◆ **Records from a pointing dataset**:

<<<<

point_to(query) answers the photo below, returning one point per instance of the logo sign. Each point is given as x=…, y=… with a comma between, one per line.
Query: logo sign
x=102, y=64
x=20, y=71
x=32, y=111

>>>>

◆ **Instructions for the task**: List each line of the listing above that contains the string "sign".

◆ **Right answer**:
point_to(query) answers the photo below, returning one point per instance of the logo sign. Each point is given as x=…, y=… with a comma between, one per line.
Query: logo sign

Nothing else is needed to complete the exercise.